• _EXERCISE DESCRIPTION_: Reproduce every item below without changing a single word.

• _RECORDS TO PROCESS_:
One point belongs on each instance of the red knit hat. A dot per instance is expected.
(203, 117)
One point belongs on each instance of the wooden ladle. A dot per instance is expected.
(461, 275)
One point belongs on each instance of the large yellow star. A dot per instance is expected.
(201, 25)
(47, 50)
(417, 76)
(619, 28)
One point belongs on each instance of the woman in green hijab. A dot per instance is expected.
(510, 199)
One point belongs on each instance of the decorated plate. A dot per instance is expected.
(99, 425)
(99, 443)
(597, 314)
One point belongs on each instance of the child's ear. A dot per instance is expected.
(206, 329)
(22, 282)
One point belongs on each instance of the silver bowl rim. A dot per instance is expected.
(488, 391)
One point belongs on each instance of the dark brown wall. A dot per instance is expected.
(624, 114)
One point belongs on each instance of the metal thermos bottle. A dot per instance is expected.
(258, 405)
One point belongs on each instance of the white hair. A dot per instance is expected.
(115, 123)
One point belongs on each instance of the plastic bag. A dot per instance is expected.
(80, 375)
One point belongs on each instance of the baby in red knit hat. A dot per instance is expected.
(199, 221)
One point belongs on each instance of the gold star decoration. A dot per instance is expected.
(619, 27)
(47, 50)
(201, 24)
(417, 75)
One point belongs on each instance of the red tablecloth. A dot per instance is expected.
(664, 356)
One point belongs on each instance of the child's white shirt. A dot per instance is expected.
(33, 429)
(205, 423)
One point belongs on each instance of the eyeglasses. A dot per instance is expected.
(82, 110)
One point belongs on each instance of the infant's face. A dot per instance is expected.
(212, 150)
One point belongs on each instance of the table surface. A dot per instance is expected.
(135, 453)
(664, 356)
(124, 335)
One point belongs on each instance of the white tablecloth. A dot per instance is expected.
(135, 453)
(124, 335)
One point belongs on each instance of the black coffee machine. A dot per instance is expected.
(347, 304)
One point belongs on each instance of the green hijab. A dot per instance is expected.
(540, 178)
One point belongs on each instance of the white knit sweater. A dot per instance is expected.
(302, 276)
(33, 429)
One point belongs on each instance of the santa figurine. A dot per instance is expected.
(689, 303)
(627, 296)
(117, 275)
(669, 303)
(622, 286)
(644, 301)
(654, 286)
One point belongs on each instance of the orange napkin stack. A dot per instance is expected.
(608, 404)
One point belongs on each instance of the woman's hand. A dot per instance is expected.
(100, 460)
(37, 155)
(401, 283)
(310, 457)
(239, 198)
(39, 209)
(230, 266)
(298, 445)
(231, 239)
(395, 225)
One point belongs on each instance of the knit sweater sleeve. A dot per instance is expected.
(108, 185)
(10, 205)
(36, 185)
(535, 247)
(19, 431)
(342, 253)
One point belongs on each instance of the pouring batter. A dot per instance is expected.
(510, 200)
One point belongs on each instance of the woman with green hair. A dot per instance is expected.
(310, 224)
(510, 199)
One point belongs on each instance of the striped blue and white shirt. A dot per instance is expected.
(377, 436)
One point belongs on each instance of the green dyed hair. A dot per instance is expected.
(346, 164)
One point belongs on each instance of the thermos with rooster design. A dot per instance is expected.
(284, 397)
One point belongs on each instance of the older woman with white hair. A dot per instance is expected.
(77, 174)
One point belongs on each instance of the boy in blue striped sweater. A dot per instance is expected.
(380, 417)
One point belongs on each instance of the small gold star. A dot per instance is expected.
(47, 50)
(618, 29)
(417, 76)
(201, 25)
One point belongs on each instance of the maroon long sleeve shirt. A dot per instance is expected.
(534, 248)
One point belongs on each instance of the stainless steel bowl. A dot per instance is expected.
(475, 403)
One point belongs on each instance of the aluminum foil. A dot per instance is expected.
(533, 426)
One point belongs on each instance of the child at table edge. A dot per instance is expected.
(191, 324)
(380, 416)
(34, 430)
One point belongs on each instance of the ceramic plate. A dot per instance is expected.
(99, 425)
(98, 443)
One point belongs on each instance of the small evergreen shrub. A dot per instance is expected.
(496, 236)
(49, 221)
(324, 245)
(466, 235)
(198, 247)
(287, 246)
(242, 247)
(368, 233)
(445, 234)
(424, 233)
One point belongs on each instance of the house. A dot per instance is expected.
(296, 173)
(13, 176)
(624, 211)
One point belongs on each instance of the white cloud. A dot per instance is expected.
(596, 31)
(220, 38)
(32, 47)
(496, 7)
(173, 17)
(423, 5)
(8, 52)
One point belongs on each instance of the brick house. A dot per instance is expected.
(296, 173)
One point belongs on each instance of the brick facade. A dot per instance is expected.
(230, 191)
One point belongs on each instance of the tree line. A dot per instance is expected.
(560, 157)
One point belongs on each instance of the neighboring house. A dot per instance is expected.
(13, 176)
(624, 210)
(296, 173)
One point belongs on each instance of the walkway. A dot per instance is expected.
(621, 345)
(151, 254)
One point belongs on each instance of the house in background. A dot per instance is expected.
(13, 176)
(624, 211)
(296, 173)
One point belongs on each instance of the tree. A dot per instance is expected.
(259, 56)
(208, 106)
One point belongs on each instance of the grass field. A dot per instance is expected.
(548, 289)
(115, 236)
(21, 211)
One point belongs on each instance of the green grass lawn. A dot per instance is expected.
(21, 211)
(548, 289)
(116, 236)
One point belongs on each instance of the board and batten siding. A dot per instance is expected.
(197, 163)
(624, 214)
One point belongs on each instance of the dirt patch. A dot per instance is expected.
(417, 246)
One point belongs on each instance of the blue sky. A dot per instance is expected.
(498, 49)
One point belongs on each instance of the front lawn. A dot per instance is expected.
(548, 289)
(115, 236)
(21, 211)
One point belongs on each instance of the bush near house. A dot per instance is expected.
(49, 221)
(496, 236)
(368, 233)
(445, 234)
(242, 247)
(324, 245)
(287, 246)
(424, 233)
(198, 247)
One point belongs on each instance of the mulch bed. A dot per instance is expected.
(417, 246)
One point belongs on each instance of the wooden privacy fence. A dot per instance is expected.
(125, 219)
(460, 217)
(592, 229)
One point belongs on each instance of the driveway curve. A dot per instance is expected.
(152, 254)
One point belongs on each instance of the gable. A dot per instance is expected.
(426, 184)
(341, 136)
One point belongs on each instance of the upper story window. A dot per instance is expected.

• _CORRECT OUTPUT_:
One point belongs on each instance of the red knit hat. A dot per instance is expected.
(203, 117)
One point belongs on each instance of the wooden ladle. A dot per instance is expected.
(461, 275)
One point belongs on each instance of the large yellow star. A dot per instance is expected.
(201, 25)
(47, 50)
(417, 76)
(619, 28)
One point belongs on each instance of the woman in green hijab. A dot per instance is expected.
(510, 199)
One point belongs on each instance of the decorated plate. A dot per instance is expected.
(99, 425)
(99, 443)
(597, 314)
One point belongs on each instance of the child's ear. A dot per instance is expected.
(206, 329)
(22, 282)
One point belongs on each instance of the silver bowl rim. A dot per instance is expected.
(488, 391)
One point belongs on each instance of the dark brown wall. A dot per instance is expected.
(624, 114)
One point belongs on each instance of the metal thermos bottle. A dot per instance is expected.
(258, 405)
One point belongs on each instance of the white hair. A dot per instance is expected.
(115, 123)
One point belongs on each instance of the plastic bag. A dot per instance is expected.
(80, 375)
One point belongs on each instance of the baby in red knit hat. A dot per instance is expected.
(199, 221)
One point belongs on each instance of the gold star decoration. A dot per instance is expected.
(619, 27)
(47, 50)
(201, 24)
(417, 75)
One point belongs on each instance of the red tablecloth. A dot per instance is expected.
(664, 356)
One point belongs on each instance of the child's white shirt. A dot per instance is expected.
(33, 429)
(205, 423)
One point belongs on each instance of the eyeglasses. A dot per instance is expected.
(82, 110)
One point belongs on each instance of the infant's face. A dot per instance is expected.
(212, 150)
One point belongs on each instance of the table surface. A dot per instance is expected.
(135, 453)
(664, 356)
(124, 335)
One point belongs on each instance of the white tablecloth. A dot per instance is expected.
(135, 453)
(124, 335)
One point belongs on each instance of the black coffee machine. A dot per instance is expected.
(347, 304)
One point belongs on each instance of the green hijab. A dot per instance is expected.
(540, 178)
One point belongs on each instance of the white knit sweater. A dot per instance is expected.
(302, 276)
(33, 429)
One point belongs on each instance of the santa figurine. A dot per instance is expected.
(689, 303)
(627, 296)
(117, 275)
(669, 303)
(622, 286)
(644, 301)
(654, 286)
One point belongs on each instance of the orange napkin stack. A dot per instance is expected.
(608, 404)
One point belongs on each instance of the woman's hand. A dot per instance is expected.
(100, 460)
(37, 155)
(401, 283)
(310, 457)
(239, 198)
(39, 209)
(230, 266)
(298, 445)
(231, 239)
(395, 225)
One point belongs on each instance of the knit sweater sleeve. A dot per instance is expected.
(108, 185)
(10, 205)
(36, 185)
(535, 247)
(19, 431)
(342, 253)
One point belongs on each instance of the pouring batter. A dot per instance is expected.
(510, 200)
One point belongs on each instance of the woman with green hair. A dot per instance is expected.
(310, 224)
(510, 199)
One point belongs on each instance of the striped blue and white shirt. A dot per instance is expected.
(377, 436)
One point belongs on each instance of the green dyed hair. A dot per instance is expected.
(346, 164)
One point belongs on each instance of the thermos with rooster design. A dot per instance is expected.
(284, 397)
One point belongs on each instance of the older woman with white hair. A dot per instance is expected.
(77, 174)
One point belongs on each instance of the boy in blue striped sweater. A dot per instance is expected.
(380, 417)
One point belongs on each instance of the small gold star. A dot per instance is expected.
(47, 50)
(618, 29)
(417, 76)
(201, 25)
One point belongs on each instance of the maroon long sleeve shirt. A dot per instance is expected.
(534, 248)
One point belongs on each instance of the stainless steel bowl. A dot per instance is expected.
(475, 403)
One point belongs on each instance of the aluminum foil. A dot per instance is expected.
(533, 426)
One point belongs on each instance of the child at table edge. A dot per instance is expected.
(191, 324)
(380, 416)
(34, 430)
One point belongs on each instance of the ceramic plate. A dot per instance is expected.
(99, 425)
(98, 443)
One point belongs on each instance of the small evergreen shrub. A dot per instance is expected.
(496, 236)
(49, 221)
(324, 245)
(466, 235)
(198, 247)
(287, 246)
(242, 247)
(368, 233)
(445, 234)
(424, 233)
One point belongs on each instance of the house. A dot per instance is expected.
(296, 173)
(13, 176)
(624, 211)
One point belongs on each instance of the white cloud. A dot per instance is expected.
(596, 31)
(220, 38)
(32, 47)
(496, 7)
(173, 17)
(423, 5)
(8, 52)
One point belongs on each instance of the brick house. A dot per instance is expected.
(296, 173)
One point belongs on each instance of the brick facade. A dot per instance is expected.
(230, 191)
One point belongs on each instance of the tree line. A dot per instance is expected.
(560, 157)
One point belongs on each instance of the neighboring house. A dot per instance is expected.
(13, 176)
(624, 210)
(296, 173)
One point belongs on each instance of the walkway. A dot per instance is expected.
(621, 345)
(151, 254)
One point belongs on each instance of the house in background. A dot per instance is expected.
(13, 176)
(624, 211)
(296, 173)
One point belongs on each instance of the tree. A dot per instance is expected.
(259, 56)
(208, 106)
One point belongs on each instance of the grass field. A dot per instance is expected.
(548, 289)
(115, 236)
(21, 211)
One point belongs on each instance of the green grass lawn. A dot per instance is expected.
(21, 211)
(548, 289)
(116, 236)
One point belongs on each instance of the board and batten siding. A dot per instance is expected.
(197, 163)
(624, 214)
One point belongs on each instance of the dirt patch. A dot per instance is expected.
(417, 246)
One point belongs on each instance of the blue sky. A dot per instance is expected.
(498, 49)
One point belongs on each instance of the front lawn. A dot per instance is expected.
(548, 289)
(115, 236)
(21, 211)
One point belongs on each instance of the bush near house. A dot per instance is expected.
(49, 221)
(496, 236)
(368, 233)
(445, 234)
(242, 247)
(324, 245)
(287, 246)
(424, 233)
(198, 247)
One point belongs on each instance of the mulch bed. A dot per instance is expected.
(417, 246)
One point belongs on each instance of the wooden privacy fence. A dot per instance is expected.
(125, 219)
(460, 217)
(592, 229)
One point belongs on each instance of the driveway curve. A dot per instance is expected.
(152, 254)
One point belongs on each instance of the gable. A dot per instance is expected.
(426, 184)
(341, 136)
One point belongs on each instance of the upper story window. A dot per instance is expected.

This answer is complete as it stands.